=== INSTRUCTIONS TO FOLLOW ===
Copy out the part of the cake recipe below from "Make the Spiced" to "combined, about 30 seconds.", word for word.

=== TEXT EXTRACT ===
+++
Make the Spiced Cream Cheese Buttercream

  • In a medium bowl, add the powdered sugar and cinnamon. Whisk to combine and set aside.
  • In the bowl of a stand mixer fitted with the paddle attachment, cream the butter and cream cheese on high until light, fluffy, and uniform (no lumps), about five minutes. Turn the mixer to low and add the cinnamon-powdered sugar mixture a few cups at a time, mixing thoroughly after each addition. Add the vanilla and salt, then mix on low until smooth and combined, about 30 seconds.

Make the Chocolate Ganache Drip

  • Place chocolate chips into a heat resistant bowl (glass or metal).
  • In a saucepan over medium-high heat, warm heavy whipping cream until it just starts to simmer. I always look for small bubbles forming around the edge and a soft simmer starting in the middle. When it's reached this point, pour the cream into your bowl of chocolate and let sit for about 30 seconds. 
  • Whisk until the ganache is uniform in consistency and there are no bits of chocolate left on your whisk. Cool ganache at room temperature for 10-20 minutes, or until the ganache itself is room temperature or slightly above, before dripping the cake. 

Assembly

  • Once the pumpkin chocolate chip cakes are completely cooled, level them to your desired height. Add a swipe of buttercream onto a cardboard cake circle and place the first cake layer on top. Fill and stack the cake with spiced cream cheese buttercream. Crumb coat the cake with spiced cream cheese buttercream, then place it in the refrigerator for at least 30 minutes to let the buttercream set firm.
  • To create the design pictured, frost a smooth buttercream finish onto the cake with spiced cream cheese buttercream and place it back into the refrigerator for an additional 20 minutes to chill the buttercream while you heat the chocolate ganache to perfect drip consistency. Drip the cake with the chocolate ganache and place it back into the refrigerator for 5 minutes to let it set.
+++
=== GIVEN RECORDS ===
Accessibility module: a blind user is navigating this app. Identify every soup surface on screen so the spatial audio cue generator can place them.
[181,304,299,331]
+++
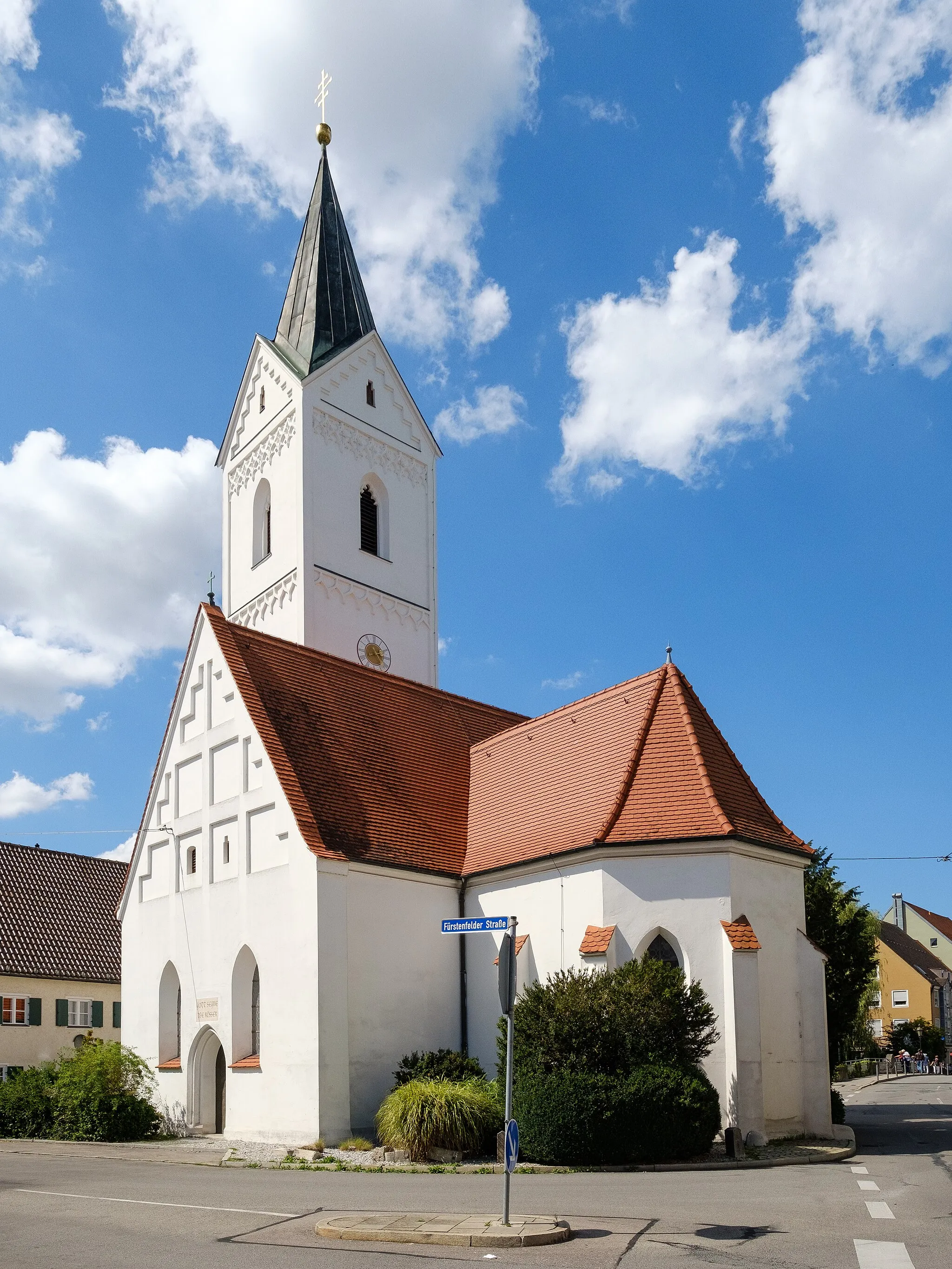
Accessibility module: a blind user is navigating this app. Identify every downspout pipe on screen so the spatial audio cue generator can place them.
+++
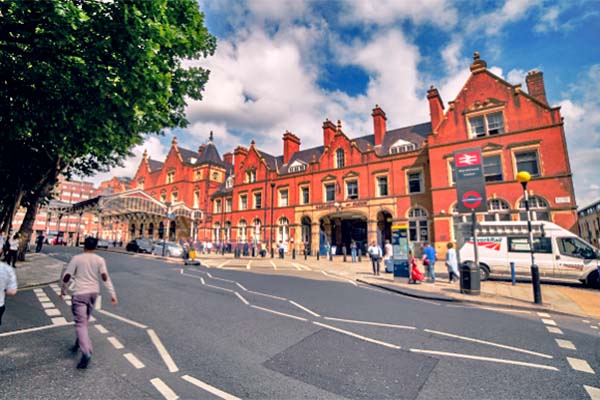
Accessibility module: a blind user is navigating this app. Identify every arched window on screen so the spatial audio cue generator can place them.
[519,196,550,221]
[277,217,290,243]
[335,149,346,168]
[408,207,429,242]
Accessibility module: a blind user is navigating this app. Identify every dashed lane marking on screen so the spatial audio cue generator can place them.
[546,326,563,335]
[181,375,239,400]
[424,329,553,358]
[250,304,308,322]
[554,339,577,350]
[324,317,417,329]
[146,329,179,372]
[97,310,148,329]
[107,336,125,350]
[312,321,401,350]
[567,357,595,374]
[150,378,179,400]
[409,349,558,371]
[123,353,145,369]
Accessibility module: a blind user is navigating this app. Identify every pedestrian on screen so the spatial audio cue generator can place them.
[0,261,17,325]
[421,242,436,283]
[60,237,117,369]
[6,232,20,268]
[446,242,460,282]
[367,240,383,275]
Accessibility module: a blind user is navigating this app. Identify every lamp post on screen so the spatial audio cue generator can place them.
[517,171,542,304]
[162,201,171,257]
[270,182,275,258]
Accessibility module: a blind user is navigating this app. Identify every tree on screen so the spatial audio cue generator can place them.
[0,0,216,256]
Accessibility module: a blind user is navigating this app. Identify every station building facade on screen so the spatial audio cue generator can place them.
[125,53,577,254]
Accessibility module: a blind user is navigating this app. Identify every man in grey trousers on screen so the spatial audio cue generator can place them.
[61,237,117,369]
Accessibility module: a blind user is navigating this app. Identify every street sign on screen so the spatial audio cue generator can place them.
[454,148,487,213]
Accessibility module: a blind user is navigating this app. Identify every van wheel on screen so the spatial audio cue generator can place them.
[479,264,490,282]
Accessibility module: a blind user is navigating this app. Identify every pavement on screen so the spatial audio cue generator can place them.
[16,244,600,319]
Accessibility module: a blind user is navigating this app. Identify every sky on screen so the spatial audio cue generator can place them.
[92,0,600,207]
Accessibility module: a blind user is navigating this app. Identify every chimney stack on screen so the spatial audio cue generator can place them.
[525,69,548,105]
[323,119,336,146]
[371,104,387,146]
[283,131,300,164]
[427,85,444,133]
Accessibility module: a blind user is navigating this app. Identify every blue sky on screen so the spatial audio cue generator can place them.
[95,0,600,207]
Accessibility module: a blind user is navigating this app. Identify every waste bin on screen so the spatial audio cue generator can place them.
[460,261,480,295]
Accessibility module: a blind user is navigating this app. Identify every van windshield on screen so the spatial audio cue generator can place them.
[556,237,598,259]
+++
=== RESPONSE BELOW ===
Make the Spiced Cream Cheese Buttercream

  • In a medium bowl, add the powdered sugar and cinnamon. Whisk to combine and set aside.
  • In the bowl of a stand mixer fitted with the paddle attachment, cream the butter and cream cheese on high until light, fluffy, and uniform (no lumps), about five minutes. Turn the mixer to low and add the cinnamon-powdered sugar mixture a few cups at a time, mixing thoroughly after each addition. Add the vanilla and salt, then mix on low until smooth and combined, about 30 seconds.